Write out each of the records below verbatim, line for line.

[BEGIN Material for this task]

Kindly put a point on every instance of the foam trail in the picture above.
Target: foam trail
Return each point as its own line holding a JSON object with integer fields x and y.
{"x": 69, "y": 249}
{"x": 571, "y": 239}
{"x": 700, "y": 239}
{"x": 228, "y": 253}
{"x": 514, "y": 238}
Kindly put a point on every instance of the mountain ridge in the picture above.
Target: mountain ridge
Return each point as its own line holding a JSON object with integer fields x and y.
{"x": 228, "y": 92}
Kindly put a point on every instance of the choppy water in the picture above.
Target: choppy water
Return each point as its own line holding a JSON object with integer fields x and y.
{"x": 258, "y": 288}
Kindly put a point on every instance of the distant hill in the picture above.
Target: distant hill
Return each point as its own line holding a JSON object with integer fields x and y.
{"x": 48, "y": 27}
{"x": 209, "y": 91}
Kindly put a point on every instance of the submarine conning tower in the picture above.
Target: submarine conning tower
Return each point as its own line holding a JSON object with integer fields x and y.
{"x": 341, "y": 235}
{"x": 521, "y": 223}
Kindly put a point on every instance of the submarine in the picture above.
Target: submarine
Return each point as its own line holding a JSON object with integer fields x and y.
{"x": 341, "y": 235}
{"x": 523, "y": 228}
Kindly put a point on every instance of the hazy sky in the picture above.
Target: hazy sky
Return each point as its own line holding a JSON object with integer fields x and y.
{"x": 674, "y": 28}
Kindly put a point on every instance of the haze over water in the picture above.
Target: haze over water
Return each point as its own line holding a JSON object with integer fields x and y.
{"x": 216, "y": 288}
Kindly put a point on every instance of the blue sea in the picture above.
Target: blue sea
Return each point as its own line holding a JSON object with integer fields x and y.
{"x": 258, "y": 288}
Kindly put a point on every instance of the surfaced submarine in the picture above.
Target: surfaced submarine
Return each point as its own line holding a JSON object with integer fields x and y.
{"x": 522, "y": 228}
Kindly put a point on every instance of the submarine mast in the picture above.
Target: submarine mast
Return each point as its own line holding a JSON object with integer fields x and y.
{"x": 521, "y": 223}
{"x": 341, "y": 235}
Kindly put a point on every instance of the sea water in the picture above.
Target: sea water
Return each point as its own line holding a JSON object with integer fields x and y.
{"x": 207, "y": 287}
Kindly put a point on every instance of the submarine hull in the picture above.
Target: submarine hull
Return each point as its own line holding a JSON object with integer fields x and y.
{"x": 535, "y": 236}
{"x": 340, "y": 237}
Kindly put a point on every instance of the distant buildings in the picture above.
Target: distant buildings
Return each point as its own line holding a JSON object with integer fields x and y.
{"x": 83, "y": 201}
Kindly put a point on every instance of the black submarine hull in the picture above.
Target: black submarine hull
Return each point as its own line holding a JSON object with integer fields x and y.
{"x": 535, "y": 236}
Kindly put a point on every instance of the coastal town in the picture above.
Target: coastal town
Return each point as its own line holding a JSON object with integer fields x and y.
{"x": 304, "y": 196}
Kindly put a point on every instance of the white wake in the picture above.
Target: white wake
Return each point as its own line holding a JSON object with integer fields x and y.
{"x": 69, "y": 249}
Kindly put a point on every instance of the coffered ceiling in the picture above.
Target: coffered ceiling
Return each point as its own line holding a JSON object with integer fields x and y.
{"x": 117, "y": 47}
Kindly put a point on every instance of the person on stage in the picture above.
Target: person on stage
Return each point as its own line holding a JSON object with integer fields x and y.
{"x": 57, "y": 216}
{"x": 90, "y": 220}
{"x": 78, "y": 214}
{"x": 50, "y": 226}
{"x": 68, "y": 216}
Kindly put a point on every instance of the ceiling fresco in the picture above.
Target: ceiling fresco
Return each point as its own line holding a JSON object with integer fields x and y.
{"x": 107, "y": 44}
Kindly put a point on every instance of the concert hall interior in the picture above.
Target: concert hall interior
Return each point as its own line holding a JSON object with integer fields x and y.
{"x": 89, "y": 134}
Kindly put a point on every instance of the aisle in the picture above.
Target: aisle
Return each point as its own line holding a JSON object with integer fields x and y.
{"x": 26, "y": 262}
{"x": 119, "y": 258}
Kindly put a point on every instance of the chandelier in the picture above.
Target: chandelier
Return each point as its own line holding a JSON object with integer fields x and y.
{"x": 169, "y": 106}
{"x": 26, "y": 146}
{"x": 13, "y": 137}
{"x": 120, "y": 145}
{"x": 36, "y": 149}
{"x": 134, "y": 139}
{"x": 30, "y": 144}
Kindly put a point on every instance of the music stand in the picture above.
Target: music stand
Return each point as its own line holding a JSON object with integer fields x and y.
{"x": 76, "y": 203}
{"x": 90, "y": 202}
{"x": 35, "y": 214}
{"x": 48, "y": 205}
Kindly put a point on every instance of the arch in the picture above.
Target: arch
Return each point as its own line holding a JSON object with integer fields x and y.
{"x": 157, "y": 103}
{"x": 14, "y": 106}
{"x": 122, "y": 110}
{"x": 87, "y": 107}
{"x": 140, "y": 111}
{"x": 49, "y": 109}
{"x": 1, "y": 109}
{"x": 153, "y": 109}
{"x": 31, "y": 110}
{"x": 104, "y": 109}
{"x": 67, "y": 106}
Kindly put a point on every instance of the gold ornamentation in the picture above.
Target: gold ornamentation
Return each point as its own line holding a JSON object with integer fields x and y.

[END Material for this task]

» Solution for this exercise
Kindly put a point on every instance of the foam trail in the picture above.
Target: foam trail
Return each point as its own line holding a JSON object with integer fields x and y.
{"x": 69, "y": 249}
{"x": 571, "y": 239}
{"x": 700, "y": 239}
{"x": 228, "y": 253}
{"x": 514, "y": 238}
Kindly put a point on every instance of the mountain ridge in the picture above.
Target: mountain ridge
Return each point as its own line holding a JSON object with integer fields x and y.
{"x": 228, "y": 92}
Kindly put a point on every instance of the choppy water in the picture above.
Target: choppy water
Return each point as its own line holding a JSON object with integer fields x and y.
{"x": 258, "y": 288}
Kindly put a point on every instance of the distant hill in the picture above.
Target: distant hill
Return each point as its own line holding a JSON object with integer fields x and y.
{"x": 48, "y": 27}
{"x": 209, "y": 91}
Kindly put a point on every instance of the submarine conning tower in the picture above.
Target: submarine conning tower
Return each point as its own line holding a JSON object with integer fields x and y.
{"x": 341, "y": 235}
{"x": 521, "y": 223}
Kindly put a point on every instance of the submarine in the picture above.
Target: submarine
Return each point as its own line holding a JSON object with integer fields x and y.
{"x": 341, "y": 235}
{"x": 523, "y": 228}
Kindly put a point on every instance of the hazy sky in the picture above.
Target: hazy sky
Return each point as its own line holding a JSON object with integer fields x and y.
{"x": 674, "y": 28}
Kindly put a point on every instance of the haze over water in the picture above.
Target: haze over water
Return each point as its own line holding a JSON object with integer fields x and y.
{"x": 216, "y": 288}
Kindly put a point on every instance of the blue sea in the picture above.
Target: blue sea
Return each point as its own line holding a JSON object with integer fields x and y.
{"x": 258, "y": 288}
Kindly put a point on every instance of the surfaced submarine in the picture above.
Target: surfaced submarine
Return each point as its own line holding a JSON object with integer fields x and y.
{"x": 522, "y": 228}
Kindly put a point on every instance of the submarine mast in the picture above.
Target: submarine mast
Return each point as its own line holding a JSON object with integer fields x and y.
{"x": 521, "y": 223}
{"x": 341, "y": 235}
Kindly put a point on every instance of the sea water in the picture above.
Target: sea water
Return each point as its own line holding a JSON object with integer fields x and y.
{"x": 207, "y": 287}
Kindly put a point on every instance of the submarine hull in the picture above.
Target: submarine hull
Return each point as its own line holding a JSON object with integer fields x and y.
{"x": 535, "y": 236}
{"x": 340, "y": 237}
Kindly put a point on every instance of the distant buildings in the picture above.
Target: distant buildings
Return each point as its own line holding a JSON object with integer fields x and y.
{"x": 83, "y": 201}
Kindly put a point on every instance of the black submarine hull in the picture above.
Target: black submarine hull
Return each point as its own line holding a JSON object with integer fields x and y.
{"x": 535, "y": 236}
Kindly put a point on every instance of the coastal town in the picture above.
Target: coastal town
Return each point as its own line holding a JSON object with integer fields x and y.
{"x": 304, "y": 196}
Kindly put a point on every instance of the white wake in the picture above.
Target: white wake
Return each point as its own line holding a JSON object with integer fields x and y.
{"x": 69, "y": 249}
Kindly put a point on every instance of the coffered ceiling in the picture above.
Target: coffered ceiling
Return each point as its own line holding a JSON object with integer fields x and y.
{"x": 117, "y": 47}
Kindly put a point on every instance of the person on stage in the picture above.
Target: person on stage
Return each point as its own line holding a JSON object with integer fields x and y.
{"x": 57, "y": 216}
{"x": 90, "y": 220}
{"x": 78, "y": 214}
{"x": 50, "y": 226}
{"x": 68, "y": 216}
Kindly put a point on every instance of the ceiling fresco in the picture above.
Target: ceiling fresco
Return each point as its own line holding a JSON object with integer fields x and y.
{"x": 107, "y": 44}
Kindly put a point on every instance of the concert hall interior in the picture above.
Target: concert hall interior
Return each point as its own line holding a JSON object with integer fields x and y.
{"x": 89, "y": 134}
Kindly put a point on every instance of the aisle in the picture above.
Target: aisle
Return each point as its own line holding a JSON object with integer fields x and y.
{"x": 26, "y": 262}
{"x": 119, "y": 258}
Kindly put a point on every instance of the chandelier in the picture above.
Target: chandelier
Return each point as its own line holding a JSON object with integer fields x and y.
{"x": 169, "y": 106}
{"x": 26, "y": 146}
{"x": 13, "y": 137}
{"x": 120, "y": 145}
{"x": 36, "y": 149}
{"x": 134, "y": 139}
{"x": 30, "y": 144}
Kindly put a point on every instance of the music stand in the picture above.
Target: music stand
Return each point as its own line holding a JSON object with integer fields x and y.
{"x": 76, "y": 203}
{"x": 90, "y": 202}
{"x": 35, "y": 214}
{"x": 48, "y": 205}
Kindly put a point on every instance of the arch in the picture above.
Target: arch
Return each point as its own line holding a JSON object with integer fields x and y.
{"x": 157, "y": 103}
{"x": 14, "y": 106}
{"x": 122, "y": 110}
{"x": 87, "y": 107}
{"x": 140, "y": 111}
{"x": 49, "y": 109}
{"x": 1, "y": 109}
{"x": 153, "y": 109}
{"x": 31, "y": 110}
{"x": 104, "y": 109}
{"x": 67, "y": 106}
Kindly put a point on every instance of the gold ornamentation in the picture above.
Target: gold ornamentation
Return each point as its own line holding a JSON object with integer fields x and y.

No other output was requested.